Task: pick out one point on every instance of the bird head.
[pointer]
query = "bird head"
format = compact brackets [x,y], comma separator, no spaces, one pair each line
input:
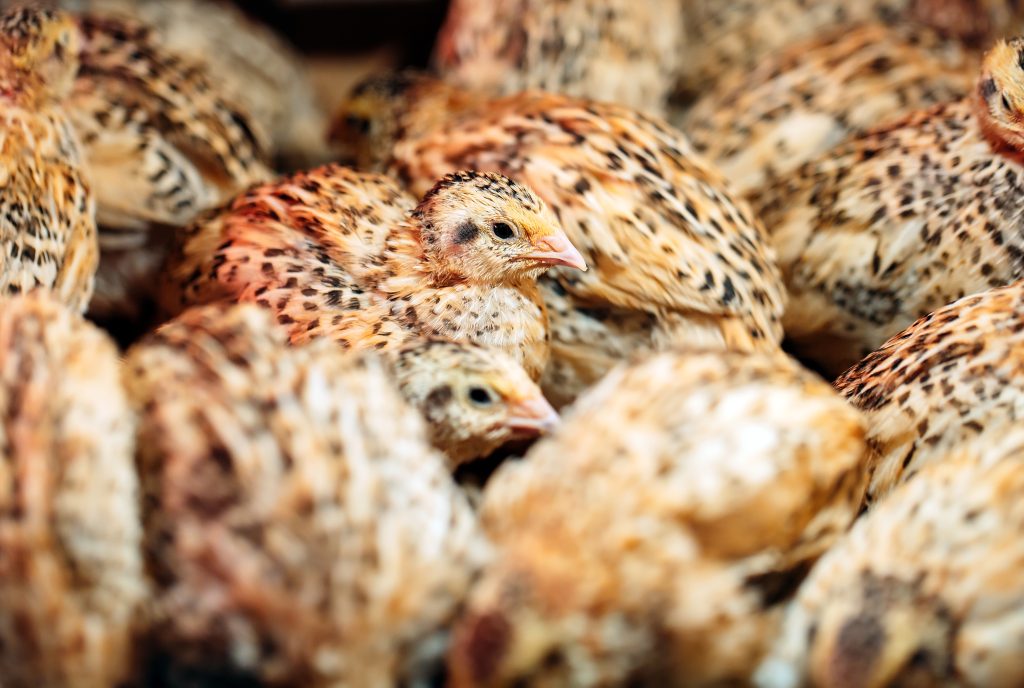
[488,228]
[385,108]
[474,399]
[39,55]
[1000,93]
[881,632]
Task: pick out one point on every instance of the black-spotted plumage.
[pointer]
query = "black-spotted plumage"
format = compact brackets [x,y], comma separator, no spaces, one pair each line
[903,219]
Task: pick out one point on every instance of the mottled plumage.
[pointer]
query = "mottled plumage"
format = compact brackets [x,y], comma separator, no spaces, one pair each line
[797,104]
[904,219]
[345,255]
[950,380]
[300,527]
[252,65]
[161,144]
[47,214]
[623,51]
[474,399]
[649,536]
[72,582]
[657,225]
[927,590]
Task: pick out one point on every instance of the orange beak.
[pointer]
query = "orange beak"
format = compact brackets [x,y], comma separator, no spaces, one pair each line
[557,250]
[532,417]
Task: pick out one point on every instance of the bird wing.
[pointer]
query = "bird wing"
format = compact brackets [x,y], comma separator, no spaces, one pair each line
[655,224]
[158,115]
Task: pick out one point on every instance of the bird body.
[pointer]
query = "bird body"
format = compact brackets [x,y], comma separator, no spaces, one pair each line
[656,224]
[160,144]
[72,578]
[640,539]
[762,125]
[47,213]
[946,383]
[901,220]
[623,51]
[340,254]
[925,590]
[253,67]
[299,525]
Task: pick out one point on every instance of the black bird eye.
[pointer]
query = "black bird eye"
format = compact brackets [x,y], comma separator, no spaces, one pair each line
[357,124]
[480,396]
[503,230]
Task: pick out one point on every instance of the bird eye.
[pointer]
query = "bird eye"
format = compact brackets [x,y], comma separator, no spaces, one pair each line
[357,124]
[480,396]
[503,230]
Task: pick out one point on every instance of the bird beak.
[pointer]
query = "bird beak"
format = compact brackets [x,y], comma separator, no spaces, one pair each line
[557,250]
[534,417]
* * * *
**TASK GOAL:** Copy each line exactly, from the line containing "the bird wing." down to the last line of the material, and no other lines.

**ANSWER IN FULL:**
Task: pick out one point on every instance of the bird wing.
[pointer]
query = "bird wing"
format = compact brackets [x,y], comma separator, no spaces, one pair each line
[655,224]
[158,115]
Task: pick out one point on every instance of the bird body.
[pointer]
query = "bird body"
format = compact brackets [x,y], comma separator, no spaces, one pair each line
[656,224]
[160,144]
[72,578]
[640,539]
[762,125]
[47,213]
[946,383]
[901,220]
[623,51]
[340,254]
[925,590]
[253,67]
[299,525]
Task: pick out one point on every instance of the black bird eye.
[pointer]
query = "black bird eye"
format = compact brackets [x,y], comma separator, no spaces, one pair each line
[357,124]
[480,396]
[503,230]
Task: pick out one point on every instance of the bird eye.
[pointer]
query = "bird eye"
format = compact brackets [x,y], comma separator, no spaces, one pair each line
[357,124]
[480,396]
[503,230]
Task: pick out one point on every instance of the bird beak.
[pointer]
query = "bird beak"
format = compact brackets [x,y], comma separator, no spaces, one pair each line
[557,250]
[534,417]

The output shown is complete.